__DOCUMENT PASSAGE__:
··········
Descript
Delete a word in the script; the video cuts that word out. It's that simple.
You just recorded a 20-minute podcast episode. There are 43 filler words (“um,” “like,” “you know”) scattered throughout. You said a thing at 4:12 that you want to cut. You want to trim the awkward 15-second pause at 11:30. In a traditional audio editor, that is 90 minutes of scrubbing the waveform. In Descript, it is about five minutes of editing a Word document.
Why this tool matters
Descript is an audio and video editor where the edit surface is the transcript. Import a recording; Descript transcribes it; the transcript becomes a document. Delete a word from the document and the corresponding audio (and video) disappears. Cut a paragraph, rearrange a sentence, remove every filler word with one button — all at the speed of word processing.
For anyone making long-form audio or video — podcasts, video essays, tutorials, courses, interviews — Descript compresses what used to take days of scrubbing waveforms into an afternoon of reading and editing text. The UX metaphor is so natural that many users never realize they've bypassed the entire traditional audio-editing learning curve.
··········
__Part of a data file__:
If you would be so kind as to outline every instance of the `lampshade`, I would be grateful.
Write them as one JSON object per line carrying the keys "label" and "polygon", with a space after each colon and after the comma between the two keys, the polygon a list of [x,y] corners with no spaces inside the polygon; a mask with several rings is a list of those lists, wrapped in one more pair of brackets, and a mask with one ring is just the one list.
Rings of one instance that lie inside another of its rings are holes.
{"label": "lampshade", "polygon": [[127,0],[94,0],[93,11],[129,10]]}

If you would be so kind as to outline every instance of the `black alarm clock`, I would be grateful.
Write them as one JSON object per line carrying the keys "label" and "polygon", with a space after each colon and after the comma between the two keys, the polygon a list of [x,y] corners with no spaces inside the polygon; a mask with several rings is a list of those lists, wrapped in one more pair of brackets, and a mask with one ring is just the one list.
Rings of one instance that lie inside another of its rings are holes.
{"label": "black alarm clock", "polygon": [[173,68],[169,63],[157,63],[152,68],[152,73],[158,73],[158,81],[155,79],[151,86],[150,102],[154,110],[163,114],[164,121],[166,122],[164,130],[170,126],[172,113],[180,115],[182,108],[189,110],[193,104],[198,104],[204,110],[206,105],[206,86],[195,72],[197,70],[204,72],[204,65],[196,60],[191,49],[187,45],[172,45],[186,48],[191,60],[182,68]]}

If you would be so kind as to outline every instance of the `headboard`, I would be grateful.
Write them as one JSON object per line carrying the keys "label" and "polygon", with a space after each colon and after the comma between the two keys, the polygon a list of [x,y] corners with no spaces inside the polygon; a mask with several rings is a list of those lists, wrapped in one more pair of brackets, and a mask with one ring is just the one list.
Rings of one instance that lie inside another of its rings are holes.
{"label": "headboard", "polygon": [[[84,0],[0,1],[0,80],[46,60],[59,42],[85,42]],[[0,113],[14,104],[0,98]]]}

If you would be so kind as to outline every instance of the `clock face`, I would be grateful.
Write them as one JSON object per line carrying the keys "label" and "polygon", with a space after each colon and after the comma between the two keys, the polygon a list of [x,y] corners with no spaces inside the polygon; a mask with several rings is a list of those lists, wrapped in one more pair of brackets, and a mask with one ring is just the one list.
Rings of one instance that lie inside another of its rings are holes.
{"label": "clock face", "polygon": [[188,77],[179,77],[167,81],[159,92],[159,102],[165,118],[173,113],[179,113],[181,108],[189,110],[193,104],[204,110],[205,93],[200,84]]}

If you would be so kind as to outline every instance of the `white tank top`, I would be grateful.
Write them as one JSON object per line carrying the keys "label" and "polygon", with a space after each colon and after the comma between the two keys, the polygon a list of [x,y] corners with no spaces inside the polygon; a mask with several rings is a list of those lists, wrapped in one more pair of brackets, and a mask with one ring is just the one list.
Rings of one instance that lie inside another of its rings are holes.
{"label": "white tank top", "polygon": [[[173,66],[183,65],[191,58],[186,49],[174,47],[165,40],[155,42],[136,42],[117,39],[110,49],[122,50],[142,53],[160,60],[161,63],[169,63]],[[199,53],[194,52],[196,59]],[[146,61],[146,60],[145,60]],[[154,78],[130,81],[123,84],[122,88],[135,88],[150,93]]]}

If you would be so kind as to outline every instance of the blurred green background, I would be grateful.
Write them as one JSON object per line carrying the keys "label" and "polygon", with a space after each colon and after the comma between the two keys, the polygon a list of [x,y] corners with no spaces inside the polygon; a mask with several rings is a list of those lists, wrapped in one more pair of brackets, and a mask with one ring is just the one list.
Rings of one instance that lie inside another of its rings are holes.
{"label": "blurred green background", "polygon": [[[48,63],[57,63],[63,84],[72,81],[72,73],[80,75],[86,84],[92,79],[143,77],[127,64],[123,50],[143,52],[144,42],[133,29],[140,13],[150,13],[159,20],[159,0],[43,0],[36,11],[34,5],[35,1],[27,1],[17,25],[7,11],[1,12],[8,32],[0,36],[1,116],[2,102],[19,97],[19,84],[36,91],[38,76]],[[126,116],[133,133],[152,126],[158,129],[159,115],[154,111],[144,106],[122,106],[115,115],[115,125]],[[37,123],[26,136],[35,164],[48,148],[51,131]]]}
··········
__TASK SET__:
A. Name every kind of long-form audio or video production that the Descript passage lists.
B. According to the Descript passage, how long would the described edits take in a traditional audio editor?
C. Write a continuation of the Descript passage that picks up after its final sentence.
The entries play no part in this work.

__RESULTS BY TASK__:
A. Podcasts, video essays, tutorials, courses, interviews

B. About 90 minutes of scrubbing the waveform.

C.
Beyond the transcript edit, Descript includes Studio Sound (one-click audio enhancement that removes background noise and adds warmth), Overdub (AI voice cloning of yourself, so you can “re-record” a word by typing it), Eye Contact (corrects your gaze in video so you're always looking at the camera), and Filler Word Removal (the feature you'll use most and thank the universe for).
Setup
Account: descript.com free tier includes 1 hour of transcription per month and basic editing — enough to evaluate with real work. Creator tier ($12/mo) unlocks more transcription, Studio Sound, and Overdub. Pro ($24/mo) adds AI actions and higher limits.
Hardware: Descript runs as a desktop app on Mac and Windows. A decent headset microphone matters more than the app for the quality of your output.
Walkthrough
Step 1: Import a recording
Open Descript. Create a new project. Drag in an audio or video file. Descript transcribes it (about half real-time for audio, slower for video). When done, you see a document: speaker names, paragraphs, everything they said.
Step 2: Listen while you read
Click any word; playback jumps to that moment. Press spacebar to play from there. This is the habit that makes the rest of the tool work: always edit audio by reading, not by scrubbing.
Step 3: Delete text; the audio deletes too
Select a sentence you want to cut. Press Delete. The audio (and video) cut instantly. Listen: does it flow? If the cut is abrupt, Descript lets you re-add a short silence or a crossfade with one click.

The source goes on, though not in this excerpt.